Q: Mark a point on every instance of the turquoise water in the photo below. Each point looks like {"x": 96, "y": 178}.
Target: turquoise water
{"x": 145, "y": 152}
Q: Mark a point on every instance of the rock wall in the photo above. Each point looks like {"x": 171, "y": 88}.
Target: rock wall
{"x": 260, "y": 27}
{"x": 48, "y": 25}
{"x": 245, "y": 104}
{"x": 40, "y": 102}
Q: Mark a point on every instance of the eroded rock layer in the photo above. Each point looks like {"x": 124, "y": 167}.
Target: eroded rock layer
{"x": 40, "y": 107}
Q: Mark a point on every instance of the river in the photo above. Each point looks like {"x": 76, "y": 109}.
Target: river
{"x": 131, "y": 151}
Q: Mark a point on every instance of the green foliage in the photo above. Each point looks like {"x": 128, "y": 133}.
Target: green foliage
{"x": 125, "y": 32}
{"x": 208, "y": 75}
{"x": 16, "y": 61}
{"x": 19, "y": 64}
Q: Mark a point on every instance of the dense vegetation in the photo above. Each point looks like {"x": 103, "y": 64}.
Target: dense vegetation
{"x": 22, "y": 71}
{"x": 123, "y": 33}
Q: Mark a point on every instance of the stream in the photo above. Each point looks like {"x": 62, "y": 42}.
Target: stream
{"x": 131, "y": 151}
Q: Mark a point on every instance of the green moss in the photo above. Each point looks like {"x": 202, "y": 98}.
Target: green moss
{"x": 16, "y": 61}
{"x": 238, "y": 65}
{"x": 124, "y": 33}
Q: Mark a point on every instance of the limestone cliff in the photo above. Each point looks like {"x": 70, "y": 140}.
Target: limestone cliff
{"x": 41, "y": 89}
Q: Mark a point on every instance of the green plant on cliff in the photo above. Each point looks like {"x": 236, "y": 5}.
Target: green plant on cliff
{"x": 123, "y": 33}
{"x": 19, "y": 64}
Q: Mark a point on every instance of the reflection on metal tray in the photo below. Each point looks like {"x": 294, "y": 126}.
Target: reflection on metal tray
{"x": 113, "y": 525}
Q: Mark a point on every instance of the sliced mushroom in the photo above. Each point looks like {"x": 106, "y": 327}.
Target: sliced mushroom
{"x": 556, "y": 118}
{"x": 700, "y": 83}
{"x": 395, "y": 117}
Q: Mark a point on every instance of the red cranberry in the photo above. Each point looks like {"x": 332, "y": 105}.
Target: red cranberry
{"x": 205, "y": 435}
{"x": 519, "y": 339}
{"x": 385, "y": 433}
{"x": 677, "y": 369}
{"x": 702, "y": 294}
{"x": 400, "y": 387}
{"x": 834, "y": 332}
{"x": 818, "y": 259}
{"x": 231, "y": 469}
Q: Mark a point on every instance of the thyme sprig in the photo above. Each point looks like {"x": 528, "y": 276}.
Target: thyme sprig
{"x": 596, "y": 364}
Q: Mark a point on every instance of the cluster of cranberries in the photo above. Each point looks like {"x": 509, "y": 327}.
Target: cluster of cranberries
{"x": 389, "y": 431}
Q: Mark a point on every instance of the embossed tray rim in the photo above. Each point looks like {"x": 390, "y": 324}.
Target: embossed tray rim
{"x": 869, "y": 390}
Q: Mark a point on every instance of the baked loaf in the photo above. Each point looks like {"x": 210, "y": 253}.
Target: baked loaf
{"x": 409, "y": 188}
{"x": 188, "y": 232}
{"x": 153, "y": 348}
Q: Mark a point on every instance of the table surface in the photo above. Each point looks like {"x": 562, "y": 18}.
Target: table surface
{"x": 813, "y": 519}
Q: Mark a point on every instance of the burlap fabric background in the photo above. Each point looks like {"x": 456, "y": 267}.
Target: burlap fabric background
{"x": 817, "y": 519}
=====
■ WHAT IS REQUIRED
What lines in the listing above hold the string "below"? List them.

■ EXERCISE ANSWER
Q: Mark a point on every instance of the turquoise water in the photo below. Each point looks like {"x": 96, "y": 178}.
Q: Mark a point on every instance of the reflection on metal tray in the photo below. Each point looks like {"x": 294, "y": 126}.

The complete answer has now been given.